◆ Objective: Each entry below is to be extracted exactly.

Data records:

━━━━━━━━━━━━━━━━━━━━

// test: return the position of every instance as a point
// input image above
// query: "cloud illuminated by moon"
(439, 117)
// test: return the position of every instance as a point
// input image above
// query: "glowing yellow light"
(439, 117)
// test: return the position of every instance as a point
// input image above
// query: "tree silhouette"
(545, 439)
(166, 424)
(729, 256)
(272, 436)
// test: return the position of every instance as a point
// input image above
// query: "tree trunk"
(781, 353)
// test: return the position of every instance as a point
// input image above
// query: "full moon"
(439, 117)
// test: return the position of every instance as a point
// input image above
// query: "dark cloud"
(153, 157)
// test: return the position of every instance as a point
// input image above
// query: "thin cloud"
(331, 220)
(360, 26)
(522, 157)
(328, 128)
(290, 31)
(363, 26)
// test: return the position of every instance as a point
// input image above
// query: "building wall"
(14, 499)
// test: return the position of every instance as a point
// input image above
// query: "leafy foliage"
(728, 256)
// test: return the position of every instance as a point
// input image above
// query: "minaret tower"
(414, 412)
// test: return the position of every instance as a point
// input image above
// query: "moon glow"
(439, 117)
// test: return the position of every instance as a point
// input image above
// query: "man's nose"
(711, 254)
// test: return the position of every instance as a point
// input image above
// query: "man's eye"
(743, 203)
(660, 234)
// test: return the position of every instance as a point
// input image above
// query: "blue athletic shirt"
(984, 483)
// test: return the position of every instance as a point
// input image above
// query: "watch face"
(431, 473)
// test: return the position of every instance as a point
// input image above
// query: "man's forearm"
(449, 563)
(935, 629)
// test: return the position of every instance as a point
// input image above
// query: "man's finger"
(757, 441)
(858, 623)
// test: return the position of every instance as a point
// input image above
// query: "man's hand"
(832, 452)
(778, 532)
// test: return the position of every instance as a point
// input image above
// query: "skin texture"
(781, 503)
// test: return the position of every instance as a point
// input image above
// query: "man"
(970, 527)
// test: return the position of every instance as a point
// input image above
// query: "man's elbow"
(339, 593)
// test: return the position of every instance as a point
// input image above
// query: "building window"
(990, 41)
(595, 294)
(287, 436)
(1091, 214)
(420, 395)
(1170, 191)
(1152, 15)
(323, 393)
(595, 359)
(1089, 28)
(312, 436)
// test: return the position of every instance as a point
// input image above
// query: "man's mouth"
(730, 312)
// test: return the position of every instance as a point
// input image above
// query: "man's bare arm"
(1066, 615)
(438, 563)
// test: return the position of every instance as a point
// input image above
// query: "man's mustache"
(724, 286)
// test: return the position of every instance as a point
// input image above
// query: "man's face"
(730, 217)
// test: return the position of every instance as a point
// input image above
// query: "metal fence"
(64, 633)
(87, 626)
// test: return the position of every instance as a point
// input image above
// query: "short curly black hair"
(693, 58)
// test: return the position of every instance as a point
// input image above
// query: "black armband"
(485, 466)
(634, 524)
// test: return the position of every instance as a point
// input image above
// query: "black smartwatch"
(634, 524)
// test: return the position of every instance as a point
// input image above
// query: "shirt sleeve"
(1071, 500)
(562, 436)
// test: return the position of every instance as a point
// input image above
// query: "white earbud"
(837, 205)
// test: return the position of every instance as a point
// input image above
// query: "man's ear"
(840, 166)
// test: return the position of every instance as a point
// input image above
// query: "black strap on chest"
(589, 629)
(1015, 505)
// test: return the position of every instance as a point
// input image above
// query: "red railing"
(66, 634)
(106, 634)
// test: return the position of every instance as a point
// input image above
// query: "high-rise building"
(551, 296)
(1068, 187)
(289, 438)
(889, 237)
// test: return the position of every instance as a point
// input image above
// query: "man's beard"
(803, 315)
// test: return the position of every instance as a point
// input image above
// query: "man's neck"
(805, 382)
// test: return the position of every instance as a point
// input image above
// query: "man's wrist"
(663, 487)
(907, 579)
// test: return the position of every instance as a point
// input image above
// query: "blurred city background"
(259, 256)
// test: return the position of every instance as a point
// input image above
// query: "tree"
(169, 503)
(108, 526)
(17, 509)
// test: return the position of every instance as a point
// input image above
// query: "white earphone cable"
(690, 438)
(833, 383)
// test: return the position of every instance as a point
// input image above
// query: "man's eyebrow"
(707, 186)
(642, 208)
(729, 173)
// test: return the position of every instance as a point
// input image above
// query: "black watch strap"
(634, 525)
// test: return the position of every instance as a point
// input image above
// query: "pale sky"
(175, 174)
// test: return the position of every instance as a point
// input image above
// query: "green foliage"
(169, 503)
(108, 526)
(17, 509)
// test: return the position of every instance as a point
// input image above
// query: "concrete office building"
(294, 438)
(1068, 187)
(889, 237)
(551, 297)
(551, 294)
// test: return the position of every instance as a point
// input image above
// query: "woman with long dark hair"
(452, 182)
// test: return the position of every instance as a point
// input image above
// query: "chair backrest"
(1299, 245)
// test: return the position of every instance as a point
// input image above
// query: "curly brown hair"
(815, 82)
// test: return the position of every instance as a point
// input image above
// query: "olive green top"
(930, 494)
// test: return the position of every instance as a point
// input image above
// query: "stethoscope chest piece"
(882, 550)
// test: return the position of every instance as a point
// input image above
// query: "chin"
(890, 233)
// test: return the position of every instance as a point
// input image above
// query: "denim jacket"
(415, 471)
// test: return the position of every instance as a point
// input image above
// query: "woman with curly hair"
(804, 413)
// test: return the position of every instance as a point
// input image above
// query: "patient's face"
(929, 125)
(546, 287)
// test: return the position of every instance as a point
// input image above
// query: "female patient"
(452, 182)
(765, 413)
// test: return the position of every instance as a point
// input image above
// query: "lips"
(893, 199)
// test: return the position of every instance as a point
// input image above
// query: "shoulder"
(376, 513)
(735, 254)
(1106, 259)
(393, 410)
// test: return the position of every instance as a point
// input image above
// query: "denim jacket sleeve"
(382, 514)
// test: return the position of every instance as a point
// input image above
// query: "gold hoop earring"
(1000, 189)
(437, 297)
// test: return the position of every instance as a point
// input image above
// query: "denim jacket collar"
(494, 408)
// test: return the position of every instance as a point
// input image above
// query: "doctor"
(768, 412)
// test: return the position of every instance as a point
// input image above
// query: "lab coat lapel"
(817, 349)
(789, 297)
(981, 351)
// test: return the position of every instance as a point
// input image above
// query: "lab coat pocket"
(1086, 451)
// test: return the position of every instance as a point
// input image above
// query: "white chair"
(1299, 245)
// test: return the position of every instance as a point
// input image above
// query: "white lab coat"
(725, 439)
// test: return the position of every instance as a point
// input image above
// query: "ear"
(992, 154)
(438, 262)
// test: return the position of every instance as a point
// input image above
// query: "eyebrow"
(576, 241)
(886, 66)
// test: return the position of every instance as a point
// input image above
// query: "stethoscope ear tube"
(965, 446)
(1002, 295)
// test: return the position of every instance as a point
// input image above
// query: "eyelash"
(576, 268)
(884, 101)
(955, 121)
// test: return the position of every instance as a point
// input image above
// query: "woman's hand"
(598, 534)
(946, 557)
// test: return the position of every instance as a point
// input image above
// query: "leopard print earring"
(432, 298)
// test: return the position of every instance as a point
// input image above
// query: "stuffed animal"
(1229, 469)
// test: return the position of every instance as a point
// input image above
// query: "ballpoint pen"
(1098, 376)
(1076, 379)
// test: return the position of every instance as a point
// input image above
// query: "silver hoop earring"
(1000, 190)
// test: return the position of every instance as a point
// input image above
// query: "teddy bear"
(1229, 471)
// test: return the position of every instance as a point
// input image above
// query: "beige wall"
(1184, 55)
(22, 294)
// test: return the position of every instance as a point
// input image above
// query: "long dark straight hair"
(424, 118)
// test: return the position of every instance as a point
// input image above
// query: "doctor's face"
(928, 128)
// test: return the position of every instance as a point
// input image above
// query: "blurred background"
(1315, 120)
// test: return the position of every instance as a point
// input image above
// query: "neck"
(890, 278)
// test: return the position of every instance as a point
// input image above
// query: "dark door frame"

━━━━━━━━━━━━━━━━━━━━

◆ Solution to this problem:
// test: return the position of every instance as a point
// input image above
// query: "cloud illuminated by moon"
(439, 117)
// test: return the position of every instance as a point
// input image above
// query: "glowing yellow light"
(439, 117)
// test: return the position of every instance as a point
// input image above
// query: "tree silhouette"
(545, 439)
(166, 424)
(729, 256)
(272, 436)
// test: return the position of every instance as a point
// input image above
// query: "tree trunk"
(781, 353)
// test: return the position of every instance as a point
// input image above
// query: "full moon"
(439, 117)
// test: return the position of every instance as a point
// input image above
// query: "dark cloud"
(153, 157)
// test: return the position of every instance as a point
// input image above
// query: "thin cloud"
(331, 220)
(360, 26)
(522, 157)
(328, 128)
(290, 31)
(363, 26)
// test: return the position of every instance as a point
// input image above
// query: "building wall"
(14, 499)
// test: return the position of every instance as a point
// input image above
// query: "leafy foliage"
(728, 256)
// test: return the position of every instance as a point
// input image above
// query: "minaret tower"
(414, 412)
// test: return the position of every instance as a point
// input image above
// query: "moon glow"
(439, 117)
// test: return the position of every instance as a point
// input image above
// query: "man's nose"
(711, 254)
// test: return the position of every instance as a point
// input image above
// query: "man's eye"
(743, 203)
(660, 234)
// test: return the position of every instance as a point
// input image above
// query: "blue athletic shirt"
(984, 483)
// test: return the position of every instance as a point
// input image above
// query: "watch face"
(431, 473)
// test: return the position of every instance as a point
// input image above
// query: "man's forearm"
(449, 563)
(935, 629)
// test: return the position of every instance as a point
// input image above
// query: "man's finger"
(757, 441)
(858, 623)
// test: return the position of every instance as a point
// input image above
// query: "man's hand"
(832, 452)
(778, 532)
// test: return the position of every instance as a point
// input image above
// query: "skin texture"
(781, 503)
// test: return the position of every instance as a point
// input image above
// query: "man"
(970, 527)
// test: return the position of every instance as a point
// input image above
// query: "man's elbow"
(339, 593)
// test: return the position of every instance as a point
// input image above
// query: "building window"
(990, 41)
(595, 294)
(287, 436)
(1091, 214)
(420, 395)
(1170, 191)
(1152, 15)
(323, 393)
(595, 359)
(1089, 28)
(312, 436)
// test: return the position of every instance as a point
// input image above
// query: "man's mouth"
(730, 312)
// test: return the position of every instance as a point
// input image above
// query: "man's bare arm"
(1066, 615)
(438, 563)
// test: return the position of every instance as a point
// input image above
// query: "man's mustache"
(724, 286)
// test: return the position of every instance as a point
// input image above
// query: "man's face"
(730, 217)
// test: return the position of every instance as a point
// input image above
// query: "metal fence"
(64, 633)
(87, 626)
// test: return the position of every instance as a point
// input image above
// query: "short curly black hair"
(693, 58)
// test: return the position of every instance as a point
// input image above
// query: "black armband"
(485, 466)
(634, 524)
// test: return the position of every instance as a point
// input image above
// query: "black smartwatch"
(634, 524)
// test: return the position of every instance as a point
// input image above
// query: "shirt sleeve"
(1071, 500)
(562, 436)
// test: return the position of every instance as a point
// input image above
// query: "white earbud"
(837, 205)
// test: return the position of every instance as a point
// input image above
// query: "man's ear"
(840, 166)
// test: return the position of every instance as a point
// input image above
// query: "black strap on chest"
(589, 629)
(1015, 505)
// test: return the position of every instance as a point
// input image above
// query: "red railing"
(66, 634)
(106, 634)
// test: return the position of every instance as a point
// input image above
// query: "high-rise building"
(551, 296)
(1068, 187)
(289, 438)
(889, 237)
// test: return the position of every instance as a point
// input image above
// query: "man's beard"
(803, 315)
// test: return the position of every instance as a point
// input image above
// query: "man's neck"
(805, 382)
// test: return the position of every instance as a point
// input image above
// query: "man's wrist"
(663, 487)
(907, 579)
// test: return the position of every instance as a point
// input image above
// query: "blurred city background"
(259, 256)
// test: return the position of every instance as a point
// input image above
// query: "tree"
(169, 503)
(108, 526)
(17, 509)
// test: return the position of every instance as a point
// input image above
// query: "white earphone cable"
(690, 438)
(833, 383)
// test: return the position of every instance as a point
// input image above
// query: "man's eyebrow"
(707, 186)
(642, 208)
(729, 173)
// test: return the position of every instance as a point
// input image above
// query: "black watch strap"
(634, 525)
// test: return the position of every instance as a point
// input image above
// query: "pale sky"
(175, 174)
// test: return the position of every instance as a point
// input image above
// query: "green foliage"
(169, 503)
(108, 526)
(17, 509)
// test: return the position of every instance as a point
// input image above
// query: "concrete office building"
(294, 438)
(1068, 187)
(889, 237)
(551, 297)
(551, 294)
// test: return the position of every instance as a point
// input image above
// query: "woman with long dark hair"
(452, 182)
// test: return the position of every instance as a point
// input image above
// query: "chair backrest"
(1299, 245)
// test: return the position of every instance as a point
// input image above
// query: "curly brown hair"
(815, 82)
// test: return the position of every instance as a point
// input image above
// query: "olive green top"
(930, 494)
// test: return the position of every instance as a point
// input image above
// query: "stethoscope chest piece"
(882, 550)
// test: return the position of every instance as a point
// input image above
// query: "chin"
(890, 233)
// test: return the position of every instance as a point
// input image above
// query: "denim jacket"
(415, 471)
// test: return the position of every instance as a point
// input image above
// query: "woman with curly hair"
(804, 413)
// test: return the position of every instance as a point
// input image above
// query: "patient's face"
(929, 125)
(546, 287)
// test: return the position of every instance as a point
// input image above
// query: "female patient"
(452, 182)
(765, 413)
// test: return the position of every instance as a point
// input image above
// query: "lips"
(893, 199)
// test: return the position of every instance as a point
// input image above
// query: "shoulder"
(376, 513)
(735, 254)
(1106, 259)
(393, 410)
// test: return the position of every instance as a point
// input image above
// query: "denim jacket sleeve"
(382, 514)
// test: return the position of every instance as a point
// input image above
// query: "gold hoop earring"
(1000, 189)
(437, 297)
// test: return the position of every instance as a point
// input image above
// query: "denim jacket collar"
(494, 408)
// test: return the position of every instance as a point
// input image above
// query: "doctor"
(768, 412)
// test: return the position of every instance as a point
// input image above
// query: "lab coat lapel"
(817, 349)
(789, 297)
(981, 351)
// test: return the position of every instance as a point
// input image above
// query: "lab coat pocket"
(1086, 451)
// test: return the position of every instance as a point
// input image above
// query: "white chair"
(1299, 245)
// test: return the position of every instance as a point
// input image above
// query: "white lab coat"
(725, 439)
// test: return the position of every instance as a point
// input image above
// query: "ear"
(992, 154)
(438, 262)
// test: return the position of every instance as a point
// input image above
// query: "eyebrow"
(576, 241)
(886, 66)
// test: return the position of every instance as a point
// input image above
// query: "stethoscope ear tube"
(965, 446)
(1002, 295)
// test: return the position of every instance as a point
// input image above
// query: "eyelash"
(576, 268)
(884, 101)
(955, 121)
// test: return the position of every instance as a point
// input image above
// query: "woman's hand"
(598, 534)
(946, 557)
// test: return the position of every instance as a point
// input image above
// query: "leopard print earring"
(432, 298)
// test: return the position of every instance as a point
// input image above
// query: "stuffed animal"
(1229, 469)
// test: return the position of every instance as a point
// input image above
// query: "ballpoint pen"
(1098, 376)
(1076, 379)
// test: return the position of every instance as a point
// input image above
// query: "silver hoop earring"
(1000, 190)
// test: return the position of every instance as a point
// input image above
// query: "teddy bear"
(1229, 471)
// test: return the position of every instance as a point
// input image above
// query: "beige wall"
(1184, 55)
(22, 294)
// test: return the position of every instance as a point
// input image above
// query: "long dark straight hair"
(424, 118)
// test: return the position of every instance as a point
// input image above
// query: "doctor's face"
(928, 128)
// test: return the position of every instance as a point
// input image above
// query: "blurred background"
(1315, 120)
// test: return the position of every instance as a point
// input image above
// query: "neck"
(890, 278)
// test: return the position of every instance as a point
// input image above
// query: "dark door frame"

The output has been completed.